What is needed is an exact copy of the line that contains "Can you find" and of all later lines to the end of the records below, with no other lines.

• DATASET EXCERPTS:
/---
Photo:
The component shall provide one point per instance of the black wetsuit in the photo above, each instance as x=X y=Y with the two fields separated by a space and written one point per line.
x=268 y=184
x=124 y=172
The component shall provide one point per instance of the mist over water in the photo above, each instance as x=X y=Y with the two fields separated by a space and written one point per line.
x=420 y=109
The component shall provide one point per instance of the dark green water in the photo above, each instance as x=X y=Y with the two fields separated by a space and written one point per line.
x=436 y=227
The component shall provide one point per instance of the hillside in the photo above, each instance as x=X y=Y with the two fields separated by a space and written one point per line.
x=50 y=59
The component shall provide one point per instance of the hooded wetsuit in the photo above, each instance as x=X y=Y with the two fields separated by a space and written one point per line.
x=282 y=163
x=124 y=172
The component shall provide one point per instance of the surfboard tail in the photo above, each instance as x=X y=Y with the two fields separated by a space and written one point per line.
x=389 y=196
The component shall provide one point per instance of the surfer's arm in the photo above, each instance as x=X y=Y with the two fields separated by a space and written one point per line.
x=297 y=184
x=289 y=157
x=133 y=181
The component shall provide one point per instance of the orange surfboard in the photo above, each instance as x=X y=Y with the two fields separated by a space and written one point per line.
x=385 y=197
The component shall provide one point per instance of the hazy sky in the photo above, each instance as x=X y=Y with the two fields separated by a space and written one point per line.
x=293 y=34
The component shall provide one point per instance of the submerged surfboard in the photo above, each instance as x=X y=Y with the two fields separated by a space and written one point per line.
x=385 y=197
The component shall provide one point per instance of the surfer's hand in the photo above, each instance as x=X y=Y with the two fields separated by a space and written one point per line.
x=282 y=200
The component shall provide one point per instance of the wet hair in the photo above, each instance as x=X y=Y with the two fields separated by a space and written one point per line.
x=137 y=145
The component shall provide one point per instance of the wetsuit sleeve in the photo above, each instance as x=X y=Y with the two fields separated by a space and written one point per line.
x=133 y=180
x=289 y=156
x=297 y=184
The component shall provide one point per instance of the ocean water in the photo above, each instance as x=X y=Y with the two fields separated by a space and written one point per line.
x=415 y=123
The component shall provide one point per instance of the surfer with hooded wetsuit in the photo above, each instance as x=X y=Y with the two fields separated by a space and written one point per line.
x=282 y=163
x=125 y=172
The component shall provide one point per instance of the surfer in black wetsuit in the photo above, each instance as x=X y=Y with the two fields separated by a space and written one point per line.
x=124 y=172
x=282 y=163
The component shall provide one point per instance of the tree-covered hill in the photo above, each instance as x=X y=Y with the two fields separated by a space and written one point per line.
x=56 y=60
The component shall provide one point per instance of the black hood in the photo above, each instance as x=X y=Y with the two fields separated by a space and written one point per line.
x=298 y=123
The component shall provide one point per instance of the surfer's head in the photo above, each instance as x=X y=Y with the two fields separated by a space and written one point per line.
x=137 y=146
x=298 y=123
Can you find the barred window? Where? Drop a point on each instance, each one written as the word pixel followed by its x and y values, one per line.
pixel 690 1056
\---
• WORKED SOLUTION:
Can you find the barred window? Where? Drop a point on each instance, each one written as the word pixel followed by its x and y values, one per line.
pixel 690 1056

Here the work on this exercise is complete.